**TASK STATEMENT**
In the records below, find the line containing "wrist in the photo above."; give it again exactly, along with every line that follows, and nothing else.

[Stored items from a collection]
▬▬▬

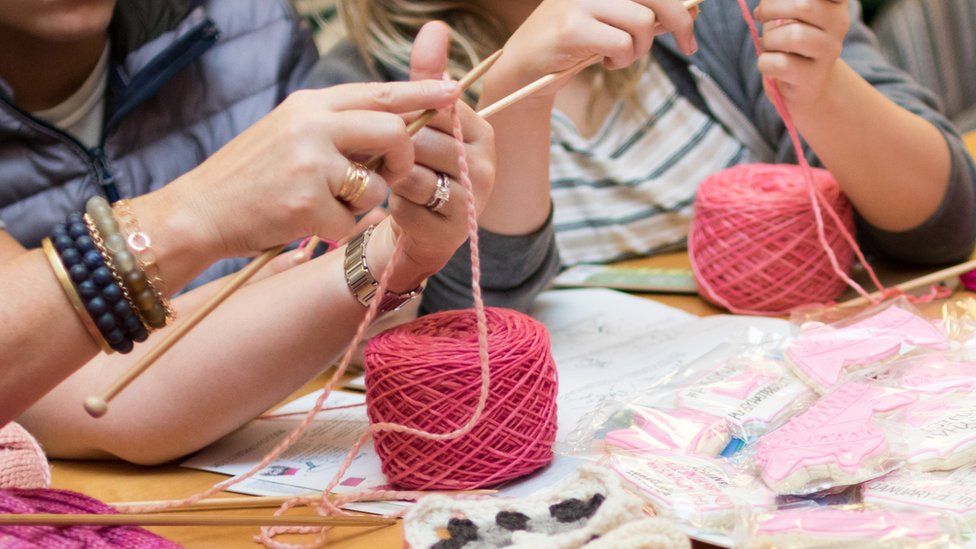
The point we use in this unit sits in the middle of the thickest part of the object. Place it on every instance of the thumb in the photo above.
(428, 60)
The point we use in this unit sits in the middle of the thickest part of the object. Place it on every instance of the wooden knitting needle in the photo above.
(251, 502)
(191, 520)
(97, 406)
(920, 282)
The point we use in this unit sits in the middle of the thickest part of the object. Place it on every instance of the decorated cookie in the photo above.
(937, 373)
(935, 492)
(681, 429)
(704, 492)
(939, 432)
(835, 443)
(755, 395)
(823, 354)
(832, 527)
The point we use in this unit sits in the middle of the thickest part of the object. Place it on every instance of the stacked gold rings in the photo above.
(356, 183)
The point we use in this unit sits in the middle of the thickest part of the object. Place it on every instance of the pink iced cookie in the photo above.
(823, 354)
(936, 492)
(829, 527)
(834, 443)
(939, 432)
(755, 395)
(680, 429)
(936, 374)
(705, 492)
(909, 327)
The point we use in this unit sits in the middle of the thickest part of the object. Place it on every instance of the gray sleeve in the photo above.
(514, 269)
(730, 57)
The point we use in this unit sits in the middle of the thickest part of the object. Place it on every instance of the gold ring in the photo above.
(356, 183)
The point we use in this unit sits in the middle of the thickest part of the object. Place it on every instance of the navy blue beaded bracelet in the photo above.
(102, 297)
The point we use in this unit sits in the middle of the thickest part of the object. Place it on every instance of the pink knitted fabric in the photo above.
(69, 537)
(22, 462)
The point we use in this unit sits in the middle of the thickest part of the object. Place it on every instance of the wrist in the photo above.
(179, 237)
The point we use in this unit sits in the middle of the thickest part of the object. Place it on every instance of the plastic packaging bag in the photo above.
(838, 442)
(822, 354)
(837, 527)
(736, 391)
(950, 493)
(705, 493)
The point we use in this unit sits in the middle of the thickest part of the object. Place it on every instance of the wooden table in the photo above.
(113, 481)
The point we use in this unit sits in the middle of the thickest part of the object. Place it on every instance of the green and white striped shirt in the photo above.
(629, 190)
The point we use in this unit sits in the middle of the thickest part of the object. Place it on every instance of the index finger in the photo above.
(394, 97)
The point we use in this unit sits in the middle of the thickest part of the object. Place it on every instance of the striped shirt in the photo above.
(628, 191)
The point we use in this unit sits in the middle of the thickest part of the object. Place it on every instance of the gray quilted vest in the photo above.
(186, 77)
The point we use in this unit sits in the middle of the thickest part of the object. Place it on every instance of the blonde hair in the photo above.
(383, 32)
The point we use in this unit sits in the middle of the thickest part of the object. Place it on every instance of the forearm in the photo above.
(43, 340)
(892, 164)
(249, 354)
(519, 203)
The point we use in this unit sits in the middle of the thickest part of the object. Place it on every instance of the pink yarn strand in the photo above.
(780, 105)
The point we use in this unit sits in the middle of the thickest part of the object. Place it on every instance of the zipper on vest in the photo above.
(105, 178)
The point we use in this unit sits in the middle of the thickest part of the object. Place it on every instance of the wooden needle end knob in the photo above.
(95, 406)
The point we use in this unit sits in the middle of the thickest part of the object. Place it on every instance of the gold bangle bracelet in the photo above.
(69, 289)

▬▬▬

**OUTPUT FOR THIS EXERCISE**
The point we use in this unit sits in the middle of the thickest part of the object. Place it on every instance of the wrist in the photo above.
(179, 237)
The point we use in this unit sits in the middle of the thickest part of the object. Place it on every instance of the plastic packaging bag in the photo above.
(838, 442)
(822, 354)
(837, 527)
(736, 391)
(950, 493)
(705, 493)
The point we use in this unit sits in the middle of the thickest part of the object. Place it on every instance of the wooden table in the photo above.
(113, 481)
The point we use in this unit sits in the middle of the thickest part of the object. Place it on every instance of the green and white striped shirt in the photo above.
(629, 190)
The point we use in this unit sits in the middle of the thickest part of the object. Place it on every instance of the index finger in the photo above.
(394, 97)
The point we use in this unit sits in the middle of the thickest part of the object. Place it on every instance of the striped shirt in the photo above.
(628, 191)
The point we use in this unit sits in the middle of the thickest part of the object. Place it on every instance of the gray quilted vest in the photo above.
(186, 77)
The point we use in this unit sits in the middle of the thickest part of the object. Place it on every instance of the blonde hair in the photo above.
(383, 32)
The point we use in this unit sits in the middle of the thickest part of the object. Place it on every instance of the forearm in the photo above.
(43, 340)
(892, 164)
(249, 354)
(519, 203)
The point we use in this unit sits in the middle of the thickest part of the object. Place it on every instance of the pink yarn strand in the photo above.
(780, 105)
The point we use in this unit sits in the middle of the thickest part of the object. Place it on every instance of the zipper on vest in the photo above.
(105, 178)
The point we use in this unit sits in the middle of the thickest part of the object. Place it on every instance of the wooden needle end knob in the photo above.
(95, 406)
The point we use in this unit sits in the middle of the thickest part of the object. Place it on every instance of the gold bangle bracelet in the photo above.
(69, 289)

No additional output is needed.